• **Dataset records**
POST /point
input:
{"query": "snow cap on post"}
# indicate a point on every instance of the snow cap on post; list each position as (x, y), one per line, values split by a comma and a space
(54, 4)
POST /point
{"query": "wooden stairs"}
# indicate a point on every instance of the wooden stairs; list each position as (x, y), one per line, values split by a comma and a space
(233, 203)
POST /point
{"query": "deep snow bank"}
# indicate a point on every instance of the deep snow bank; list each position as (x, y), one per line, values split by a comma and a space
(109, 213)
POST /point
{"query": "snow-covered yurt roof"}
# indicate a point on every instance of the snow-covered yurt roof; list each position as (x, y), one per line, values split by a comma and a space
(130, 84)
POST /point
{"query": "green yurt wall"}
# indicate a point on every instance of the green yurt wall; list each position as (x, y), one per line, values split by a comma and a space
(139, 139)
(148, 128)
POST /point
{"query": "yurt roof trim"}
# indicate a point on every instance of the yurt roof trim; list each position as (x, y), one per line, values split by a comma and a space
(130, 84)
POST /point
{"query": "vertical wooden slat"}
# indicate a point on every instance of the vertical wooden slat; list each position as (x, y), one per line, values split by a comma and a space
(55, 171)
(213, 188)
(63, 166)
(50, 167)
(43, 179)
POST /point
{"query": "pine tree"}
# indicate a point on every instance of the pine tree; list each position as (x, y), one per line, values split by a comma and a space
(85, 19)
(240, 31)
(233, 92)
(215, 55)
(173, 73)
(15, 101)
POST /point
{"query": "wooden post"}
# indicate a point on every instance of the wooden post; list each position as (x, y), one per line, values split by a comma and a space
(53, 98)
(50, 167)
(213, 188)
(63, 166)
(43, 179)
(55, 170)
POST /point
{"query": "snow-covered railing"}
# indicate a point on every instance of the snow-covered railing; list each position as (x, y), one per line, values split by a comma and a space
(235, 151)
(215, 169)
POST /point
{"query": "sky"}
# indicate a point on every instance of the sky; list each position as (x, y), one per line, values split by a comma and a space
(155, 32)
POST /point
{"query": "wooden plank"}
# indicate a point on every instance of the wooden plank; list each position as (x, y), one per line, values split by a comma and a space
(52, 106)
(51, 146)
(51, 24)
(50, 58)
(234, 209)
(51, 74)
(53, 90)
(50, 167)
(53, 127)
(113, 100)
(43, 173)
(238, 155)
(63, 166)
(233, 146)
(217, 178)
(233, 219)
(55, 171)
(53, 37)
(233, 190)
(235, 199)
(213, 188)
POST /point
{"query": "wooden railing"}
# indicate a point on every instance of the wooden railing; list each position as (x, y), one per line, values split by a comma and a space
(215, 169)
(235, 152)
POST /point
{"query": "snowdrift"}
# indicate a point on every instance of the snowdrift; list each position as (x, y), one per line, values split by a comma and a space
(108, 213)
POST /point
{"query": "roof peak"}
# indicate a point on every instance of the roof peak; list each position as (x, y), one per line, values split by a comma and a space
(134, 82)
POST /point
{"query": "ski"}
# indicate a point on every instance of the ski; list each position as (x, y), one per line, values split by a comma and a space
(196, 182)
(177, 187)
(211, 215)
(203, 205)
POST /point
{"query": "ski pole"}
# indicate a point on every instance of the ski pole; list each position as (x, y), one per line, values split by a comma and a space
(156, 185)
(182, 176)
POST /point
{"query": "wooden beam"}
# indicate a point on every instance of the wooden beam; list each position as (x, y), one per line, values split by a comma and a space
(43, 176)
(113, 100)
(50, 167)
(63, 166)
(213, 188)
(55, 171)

• **Aim of the exercise**
Print all the data exactly.

• **Problem solution**
POST /point
input:
{"query": "snow cap on post"}
# indicate a point on every instance of the snow cap on post; list each position as (x, y), one per line, values split by a comma and a space
(54, 4)
POST /point
{"query": "wooden stairs"}
# indicate a point on every instance of the wooden stairs; list each position as (x, y), one per line, values split by a comma and a space
(233, 203)
POST /point
{"query": "deep snow bank"}
# indicate a point on every instance of the deep snow bank; list each position as (x, y), one per line, values split by a comma and a space
(109, 213)
POST /point
{"query": "snow-covered yurt roof"}
# indicate a point on every instance of the snow-covered yurt roof; list each position as (x, y), one per line, values split by a comma and a space
(130, 84)
POST /point
{"query": "green yurt wall"}
# indicate a point on every instance of the green yurt wall; list each position as (x, y), one per line, values split by a comma and a space
(139, 139)
(148, 128)
POST /point
{"query": "yurt roof trim"}
# indicate a point on every instance of the yurt roof trim; list each position as (x, y), one per line, values split by a comma and a space
(130, 84)
POST /point
{"query": "vertical wooden slat"}
# indicate a point on every instance of the vertical wooden slat; list each position as (x, y), one per line, values split by a comma and a space
(55, 171)
(213, 188)
(63, 166)
(50, 167)
(43, 179)
POST /point
{"query": "pine tree"}
# indicate a point on every instance of the pine tree; list each position as (x, y), one per line, values split by a comma and a space
(85, 19)
(240, 31)
(233, 92)
(215, 55)
(173, 73)
(15, 101)
POST /point
{"query": "wooden post"}
# indicate a point on every instance of the wooden post; list each position as (x, y), one per line, values split by a comma and a space
(53, 98)
(50, 167)
(213, 188)
(63, 166)
(43, 179)
(55, 170)
POST /point
{"query": "snow-covered railing"}
# indicate a point on every instance of the snow-covered railing; list each position as (x, y), one per line, values split by a comma and a space
(235, 151)
(215, 169)
POST /point
{"query": "sky"}
# indicate a point on every instance of the sky; list each position as (x, y), one per line, values split by a comma and a space
(155, 32)
POST /point
{"query": "wooden plank"}
# indicate a point on every instance of the wooden plank; list each position as (x, y), one per line, values split by a comma and a space
(52, 106)
(51, 146)
(51, 24)
(50, 58)
(234, 209)
(51, 74)
(53, 90)
(50, 167)
(53, 127)
(113, 100)
(43, 173)
(238, 155)
(63, 166)
(233, 146)
(217, 178)
(233, 219)
(55, 171)
(53, 37)
(233, 190)
(235, 199)
(213, 188)
POST /point
{"query": "wooden railing"}
# indicate a point on every instance of the wooden railing; list each position as (x, y), one per line, values split by a comma and a space
(215, 169)
(235, 152)
POST /point
{"query": "snowdrift"}
# indicate a point on every instance of the snowdrift; list each position as (x, y), one per line, values split by a comma and a space
(108, 213)
POST /point
{"query": "roof peak"}
# indicate a point on every instance of the roof peak; list each position as (x, y), one per line, values split by a comma and a space
(134, 82)
POST /point
{"query": "ski"}
# indicate a point on every instance of the ski; list each position as (x, y), one per line, values split by a comma and a space
(196, 182)
(177, 187)
(211, 215)
(203, 205)
POST /point
{"query": "ski pole"}
# indicate a point on every instance of the ski pole; list each position as (x, y), one per line, values split by a comma and a space
(156, 185)
(182, 176)
POST /point
{"query": "wooden beam"}
# indicate a point on every instance of the wooden beam; list each position as (x, y), one per line, values split by a comma and a space
(43, 176)
(113, 100)
(50, 167)
(63, 166)
(213, 188)
(55, 171)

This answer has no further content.